* **PARTS OF THE EXERCISE**:
A. Answer these questions about the book recommendations for video game fans, one answer per line:
(i) Which game does the passage pair with Kameron Hurley's Worldbreaker Saga?
(ii) In what decade and city are the crimes in L.A. Noire set?
(iii) What decade do the events in Deborah Blum's book cover?
B. Extend the list of book recommendations for video game fans from where it stops, matching its pattern of a title line followed by a paragraph.

* **EXCERPTED PASSAGE**:

The Worldbreaker Saga by Kameron Hurley – For those who like Dragon Age: Inquisition
Like Dragon Age: Inquisition, Hurley’s Worldbreaker Saga is about confronting the apocalypse. What does one do, when one is faced with the destruction of everything one knows? What if that threat comes from another world entirely? What if that threat wears a familiar face? These are questions that both Inquisition and the Worldbreaker Saga ask the player/reader to address – although it must be said that Hurley’s take on it is far richer, deeper, and more complex than Bioware’s.
The Poisoner’s Handbook by Deborah Blum – For those who like L.A. Noire
While playing a detective with excellent sartorial taste is one of the main charms of L. A. Noire, it is also true that the gameplay – investigating crimes in 1940s Los Angeles – is a major factor behind why the game draws in as many players as it does. Though Blum’s book talks about events in the 1920s – a full two decades before the time in which L. A. Noire takes place – it still follows the same patterns of investigation and rigorous inquiry that can make the game such a pleasure to play. The Poisoner’s Handbook also reveals the origin of certain forensic techniques, some of which are used in the game.

* **DATA FOR REVIEW**:
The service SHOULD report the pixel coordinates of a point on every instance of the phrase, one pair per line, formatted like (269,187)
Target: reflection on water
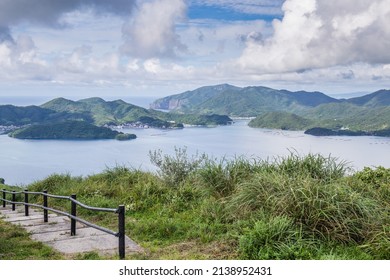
(23,161)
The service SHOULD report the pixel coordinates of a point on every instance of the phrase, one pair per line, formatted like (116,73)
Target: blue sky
(161,47)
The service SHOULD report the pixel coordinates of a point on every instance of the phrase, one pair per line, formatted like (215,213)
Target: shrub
(333,211)
(315,165)
(175,169)
(274,238)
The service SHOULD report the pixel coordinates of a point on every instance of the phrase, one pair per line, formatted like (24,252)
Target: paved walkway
(56,233)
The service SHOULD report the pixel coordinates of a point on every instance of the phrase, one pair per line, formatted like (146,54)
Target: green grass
(15,244)
(195,207)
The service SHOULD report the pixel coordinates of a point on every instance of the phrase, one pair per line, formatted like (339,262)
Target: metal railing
(72,215)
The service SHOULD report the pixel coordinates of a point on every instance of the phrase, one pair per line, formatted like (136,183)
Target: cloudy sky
(161,47)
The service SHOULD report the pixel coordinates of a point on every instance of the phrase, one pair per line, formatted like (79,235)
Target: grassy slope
(197,208)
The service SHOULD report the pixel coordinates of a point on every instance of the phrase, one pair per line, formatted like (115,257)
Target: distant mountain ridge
(240,102)
(99,112)
(285,109)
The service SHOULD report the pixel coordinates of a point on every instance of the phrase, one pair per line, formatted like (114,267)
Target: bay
(25,161)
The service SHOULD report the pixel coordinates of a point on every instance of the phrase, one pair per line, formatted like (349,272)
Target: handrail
(74,202)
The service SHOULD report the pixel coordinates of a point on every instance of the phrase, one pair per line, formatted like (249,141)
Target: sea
(25,161)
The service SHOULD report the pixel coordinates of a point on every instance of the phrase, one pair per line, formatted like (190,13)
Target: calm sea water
(24,161)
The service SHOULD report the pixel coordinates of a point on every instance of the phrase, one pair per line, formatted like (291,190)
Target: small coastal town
(4,129)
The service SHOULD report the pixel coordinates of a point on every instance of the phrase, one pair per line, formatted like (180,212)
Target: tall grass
(296,207)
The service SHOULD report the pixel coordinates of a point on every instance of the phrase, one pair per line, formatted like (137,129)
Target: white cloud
(263,7)
(319,33)
(151,32)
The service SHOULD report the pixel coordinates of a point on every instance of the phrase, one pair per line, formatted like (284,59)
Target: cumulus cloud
(49,12)
(322,33)
(151,32)
(263,7)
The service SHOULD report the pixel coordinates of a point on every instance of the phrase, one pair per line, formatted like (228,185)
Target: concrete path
(56,233)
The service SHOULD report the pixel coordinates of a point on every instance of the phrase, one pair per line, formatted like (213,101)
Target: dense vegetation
(281,120)
(68,130)
(195,207)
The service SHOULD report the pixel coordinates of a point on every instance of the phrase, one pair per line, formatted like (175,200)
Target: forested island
(69,130)
(282,109)
(313,112)
(92,118)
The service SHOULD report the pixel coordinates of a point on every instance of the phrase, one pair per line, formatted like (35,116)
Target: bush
(175,169)
(315,165)
(274,238)
(332,211)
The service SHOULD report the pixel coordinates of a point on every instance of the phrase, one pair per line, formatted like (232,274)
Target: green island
(283,109)
(92,118)
(69,130)
(311,207)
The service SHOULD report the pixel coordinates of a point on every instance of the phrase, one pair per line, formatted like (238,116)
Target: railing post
(4,203)
(26,202)
(73,213)
(13,200)
(45,213)
(121,228)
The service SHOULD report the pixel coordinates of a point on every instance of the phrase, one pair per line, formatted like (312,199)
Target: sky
(163,47)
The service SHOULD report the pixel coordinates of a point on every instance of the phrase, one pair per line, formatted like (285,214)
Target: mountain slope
(241,102)
(14,115)
(187,99)
(377,99)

* **RESULTS**:
A.
(i) Dragon Age: Inquisition
(ii) The 1940s, in Los Angeles
(iii) The 1920s

B.
The Vorkosigan Saga by Lois McMaster Bujold – For those who like Star Wars: Knights of the Old Republic
A sprawling universe, high adventure, and the chance to save a galaxy far, far away from an evil Empire: that is what Star Wars is all about. And while Bujold’s Vorkosigan Saga doesn’t quite have an evil Empire, it does have a sprawling universe, amazing characters, and more action and adventure than a Jedi can shake a lightsaber at. Even better, the world of the Vorkosigan Saga is very well-developed, as are the characters – mostly because the series is quite long. Readers are advised to settle in for the long haul; it will be quite a ride.
The Stormlight Archive Series by Brandon Sanderson – For those who like Final Fantasy
Though the Final Fantasy games all look different on the outside, at their core, they all work on the same formula: the end of the world is coming, and only a special band of misfits wielding incredible powers can stop that from happening. Wrap it all together with amazing fantastical worlds and an astounding musical score, and one has Final Fantasy in a nutshell. In many ways, Sanderson’s Stormlight Archive is the same: the end of the world is coming, and only a band of misfits can stop it from happening by wielding amazing powers in defiance of the coming apocalypse. The only thing missing is a musical score – though I am certain that, with some patient searching, any reader can find a fanmix that works with the series to their satisfaction.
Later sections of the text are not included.